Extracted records
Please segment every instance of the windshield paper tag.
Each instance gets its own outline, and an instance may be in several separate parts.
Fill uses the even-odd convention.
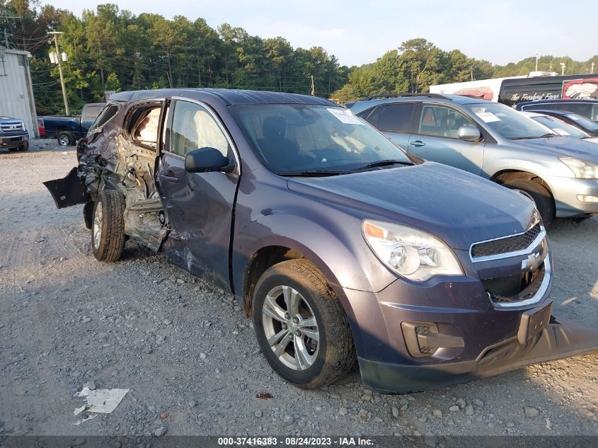
[[[345,109],[326,108],[326,110],[346,125],[363,125],[362,120]]]
[[[476,115],[486,123],[491,123],[493,121],[500,121],[500,119],[491,112],[478,112]]]

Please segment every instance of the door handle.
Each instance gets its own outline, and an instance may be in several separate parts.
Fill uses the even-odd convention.
[[[164,174],[161,174],[160,177],[164,180],[172,182],[173,183],[177,183],[178,182],[178,178],[171,170],[168,170]]]

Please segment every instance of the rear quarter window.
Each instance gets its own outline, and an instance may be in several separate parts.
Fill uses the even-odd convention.
[[[378,129],[392,132],[407,132],[411,127],[413,103],[386,104],[381,106]]]

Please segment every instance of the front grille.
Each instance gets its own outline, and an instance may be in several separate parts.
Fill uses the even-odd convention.
[[[23,123],[20,121],[8,121],[0,123],[0,132],[15,132],[23,130]]]
[[[471,256],[477,258],[525,249],[531,244],[541,231],[541,224],[539,222],[524,234],[478,243],[471,246]]]

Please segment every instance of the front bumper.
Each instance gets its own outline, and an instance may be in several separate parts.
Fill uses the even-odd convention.
[[[28,134],[0,135],[0,148],[21,148],[29,144]]]
[[[598,213],[598,202],[582,202],[578,195],[598,197],[598,180],[544,176],[554,196],[556,217],[573,217]]]
[[[549,257],[547,274],[531,299],[505,305],[489,296],[478,275],[510,275],[510,270],[522,269],[526,254],[474,267],[466,263],[468,251],[455,253],[463,277],[422,283],[398,280],[377,293],[339,292],[350,304],[366,386],[385,393],[422,391],[598,350],[598,332],[551,316]]]
[[[598,331],[553,318],[548,326],[522,345],[517,339],[489,348],[473,361],[438,365],[396,364],[358,358],[364,384],[382,393],[425,391],[514,369],[598,350]]]

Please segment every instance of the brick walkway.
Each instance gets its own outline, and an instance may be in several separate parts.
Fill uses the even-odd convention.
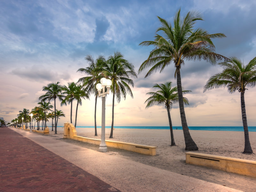
[[[0,191],[120,191],[9,128],[1,128]]]

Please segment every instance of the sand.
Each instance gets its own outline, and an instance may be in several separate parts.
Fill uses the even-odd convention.
[[[58,128],[58,137],[62,137],[63,130]],[[172,147],[170,146],[169,130],[115,129],[114,138],[109,139],[110,131],[110,129],[106,129],[106,140],[157,147],[156,155],[154,156],[108,148],[109,151],[114,155],[245,191],[256,191],[256,178],[186,164],[186,151],[182,130],[173,130],[177,146]],[[100,128],[97,129],[98,136],[96,137],[94,136],[94,128],[78,128],[76,131],[80,136],[100,139]],[[53,134],[53,132],[50,131],[50,134]],[[256,160],[255,154],[242,153],[244,146],[243,132],[190,130],[190,132],[198,147],[198,152]],[[256,153],[256,132],[249,132],[249,137],[252,150]],[[63,140],[94,150],[98,150],[99,147],[71,140]]]

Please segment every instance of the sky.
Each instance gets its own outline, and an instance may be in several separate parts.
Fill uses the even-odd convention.
[[[84,58],[88,55],[107,58],[120,51],[137,72],[153,48],[139,44],[154,39],[160,26],[157,16],[172,23],[180,8],[182,15],[194,9],[203,13],[204,20],[199,21],[196,28],[227,36],[213,40],[217,53],[236,56],[245,64],[256,56],[253,0],[1,1],[0,117],[10,122],[19,111],[38,106],[38,97],[44,93],[42,88],[49,83],[59,81],[67,85],[85,76],[76,71],[88,66]],[[146,70],[133,79],[133,98],[127,96],[119,103],[115,102],[114,127],[168,126],[164,106],[145,109],[144,102],[146,93],[156,91],[152,88],[155,84],[170,81],[176,86],[174,66],[145,78]],[[181,71],[182,87],[192,91],[186,95],[190,103],[185,108],[189,126],[242,126],[239,93],[231,94],[224,88],[203,93],[209,78],[221,71],[219,66],[203,61],[185,61]],[[256,88],[245,92],[250,126],[256,126]],[[110,94],[106,99],[107,126],[111,125],[112,97]],[[83,101],[77,126],[94,126],[94,102],[92,95]],[[70,122],[70,108],[61,107],[57,102],[57,108],[66,115],[58,126]],[[100,126],[100,99],[97,111],[97,125]],[[171,113],[173,125],[181,126],[178,104]],[[73,120],[75,115],[73,112]]]

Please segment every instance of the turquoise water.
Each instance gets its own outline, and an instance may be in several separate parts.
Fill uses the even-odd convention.
[[[59,127],[59,126],[58,126]],[[60,127],[62,127],[60,126]],[[76,126],[77,128],[89,127],[94,128],[94,126]],[[168,126],[114,126],[115,129],[170,129],[170,127]],[[98,128],[100,128],[101,127],[97,127]],[[106,128],[109,129],[111,128],[110,126],[106,126]],[[173,127],[173,129],[181,130],[182,127]],[[242,126],[240,127],[188,127],[190,130],[203,130],[207,131],[244,131],[244,128]],[[256,127],[248,127],[248,130],[249,132],[256,132]]]

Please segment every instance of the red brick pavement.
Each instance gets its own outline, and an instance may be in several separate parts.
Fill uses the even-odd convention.
[[[1,128],[0,191],[120,191],[10,128]]]

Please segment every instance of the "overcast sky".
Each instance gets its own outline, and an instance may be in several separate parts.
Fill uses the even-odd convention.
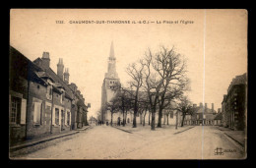
[[[130,24],[70,24],[70,21],[130,21]],[[131,24],[132,21],[155,23]],[[147,48],[158,51],[160,45],[175,46],[187,59],[190,100],[197,104],[206,102],[210,108],[215,103],[217,110],[232,78],[247,72],[246,30],[245,10],[13,10],[10,44],[32,61],[41,57],[43,51],[49,52],[50,67],[55,72],[59,58],[63,58],[65,68],[69,68],[70,83],[75,83],[86,103],[92,104],[90,116],[96,116],[100,108],[111,41],[123,84],[129,80],[125,73],[127,65],[142,57]]]

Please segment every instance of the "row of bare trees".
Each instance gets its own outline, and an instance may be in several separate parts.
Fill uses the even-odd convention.
[[[141,124],[145,126],[145,117],[151,116],[151,129],[155,130],[156,114],[159,121],[157,127],[161,127],[163,110],[166,115],[177,110],[182,114],[182,124],[186,114],[192,113],[192,105],[184,92],[188,90],[189,80],[186,77],[186,61],[182,55],[171,49],[160,47],[159,52],[146,51],[144,57],[127,67],[130,77],[129,88],[117,84],[116,96],[106,104],[112,115],[121,111],[123,126],[126,124],[127,111],[133,110],[133,127],[137,127],[136,116],[143,116]],[[171,102],[175,102],[173,106]]]

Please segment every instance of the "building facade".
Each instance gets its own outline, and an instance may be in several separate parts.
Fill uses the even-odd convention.
[[[60,60],[60,63],[63,63]],[[76,129],[75,94],[68,84],[68,70],[55,74],[48,52],[33,62],[10,47],[9,131],[10,143]],[[61,66],[60,66],[61,67]],[[59,68],[59,65],[58,65]],[[63,69],[61,67],[60,69]],[[66,77],[66,78],[65,78]],[[83,96],[79,96],[87,111]],[[82,115],[82,118],[87,112]],[[87,118],[84,117],[84,123]],[[73,123],[72,123],[73,121]]]
[[[223,123],[226,128],[243,131],[246,128],[247,74],[236,76],[222,102]]]
[[[101,121],[110,123],[111,120],[111,113],[106,108],[106,104],[111,101],[111,99],[115,96],[116,91],[114,90],[115,85],[120,84],[120,79],[118,77],[118,74],[116,72],[116,58],[114,55],[114,46],[113,42],[111,42],[110,46],[110,54],[108,57],[108,67],[107,67],[107,73],[104,75],[103,84],[101,86]],[[113,114],[113,121],[116,121],[118,117],[120,116],[120,113]]]

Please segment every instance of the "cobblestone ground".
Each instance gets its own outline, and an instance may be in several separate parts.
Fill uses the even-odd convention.
[[[129,134],[109,126],[90,130],[58,140],[17,159],[236,159],[241,149],[215,127],[178,129],[149,128]],[[185,131],[186,130],[186,131]],[[204,138],[204,139],[203,139]],[[222,147],[219,155],[215,149]],[[229,152],[227,152],[227,150]],[[232,152],[230,152],[232,151]]]

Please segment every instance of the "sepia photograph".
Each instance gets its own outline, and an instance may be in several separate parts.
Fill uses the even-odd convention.
[[[11,9],[11,160],[244,160],[245,9]]]

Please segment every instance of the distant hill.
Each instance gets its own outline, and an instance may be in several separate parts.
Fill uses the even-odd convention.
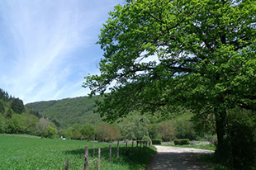
[[[26,106],[38,111],[42,116],[56,120],[61,128],[66,129],[75,123],[93,125],[100,122],[99,114],[92,111],[96,107],[96,99],[100,99],[100,97],[38,102],[28,103]]]

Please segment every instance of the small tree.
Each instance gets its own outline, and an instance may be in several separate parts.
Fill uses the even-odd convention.
[[[47,130],[44,133],[44,136],[45,138],[55,138],[58,134],[56,128],[53,128],[51,126],[48,126]]]
[[[159,125],[159,133],[164,141],[170,141],[175,138],[174,127],[170,121],[163,121]]]
[[[18,98],[15,98],[11,104],[11,108],[16,113],[19,113],[19,114],[22,113],[25,111],[23,101],[21,101]]]
[[[95,136],[95,128],[91,125],[84,125],[80,129],[83,139],[92,139]]]

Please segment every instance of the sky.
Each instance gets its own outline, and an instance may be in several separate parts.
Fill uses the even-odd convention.
[[[102,24],[124,0],[0,0],[0,88],[24,103],[87,96]]]

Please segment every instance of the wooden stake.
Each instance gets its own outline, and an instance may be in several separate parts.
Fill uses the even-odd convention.
[[[117,141],[116,158],[119,158],[119,141]]]
[[[111,163],[111,154],[112,154],[111,144],[109,144],[109,163]]]
[[[101,169],[101,148],[98,148],[97,169]]]
[[[84,149],[84,170],[89,169],[88,146]]]
[[[69,158],[67,158],[65,170],[69,170]]]

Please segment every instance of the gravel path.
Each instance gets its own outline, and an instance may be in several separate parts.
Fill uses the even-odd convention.
[[[148,170],[210,170],[206,164],[199,163],[197,157],[203,153],[212,153],[213,151],[155,146],[157,153],[154,156]]]

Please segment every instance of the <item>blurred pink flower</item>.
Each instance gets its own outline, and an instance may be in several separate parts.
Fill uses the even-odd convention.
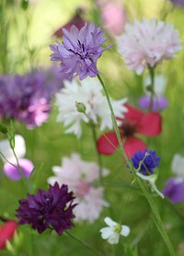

Task brief
Extract, word for word, every line from the one containing "Please segment every instance of the distant" to the end of the data above, both ends included, and leave out the pictures.

Problem solution
Please segment every instance of the distant hill.
Each instance gets its own outline, and an instance may be in several separate parts.
Fill uses the even-odd convention.
[[[26,106],[38,111],[42,116],[56,120],[61,128],[66,129],[75,123],[93,125],[100,122],[99,114],[92,111],[96,107],[96,99],[100,99],[100,97],[38,102],[28,103]]]

Please segment every instance of the small tree.
Each instance gets its own outline, and an instance may be in several separate parts.
Fill uses the even-odd convention.
[[[47,130],[44,133],[44,136],[45,138],[55,138],[58,134],[56,128],[53,128],[51,126],[48,126]]]
[[[159,125],[159,133],[164,141],[170,141],[175,138],[174,127],[170,121],[163,121]]]
[[[18,98],[15,98],[11,104],[11,108],[16,113],[19,113],[19,114],[22,113],[25,111],[23,101],[21,101]]]
[[[95,136],[95,128],[91,125],[84,125],[80,129],[83,139],[92,139]]]

Please segment every instance of the sky.
Each instance gets its own outline, and an instance may be in several separate parts.
Fill uses the even-odd convention.
[[[102,24],[124,0],[0,0],[0,88],[24,103],[87,96]]]

Please segment every instance of the wooden stake.
Each instance gets its own outline, and an instance may be in several separate parts.
Fill uses the even-odd convention.
[[[117,141],[116,158],[119,158],[119,141]]]
[[[111,163],[111,154],[112,154],[111,144],[109,144],[109,163]]]
[[[101,169],[101,148],[98,148],[97,169]]]
[[[84,149],[84,170],[89,169],[88,146]]]
[[[69,158],[67,158],[65,170],[69,170]]]

Please segment every instance of the gravel path.
Each instance gets its own outline, and an instance may be in several separate parts.
Fill uses the even-odd convention.
[[[148,170],[210,170],[206,164],[199,163],[197,157],[203,153],[212,153],[213,151],[155,146],[157,153],[154,156]]]

Please segment every instance of the <item>blurred pink flower</item>.
Each instance gets its own outline, and an instance may be in several separate parts.
Fill uses the even-odd convention.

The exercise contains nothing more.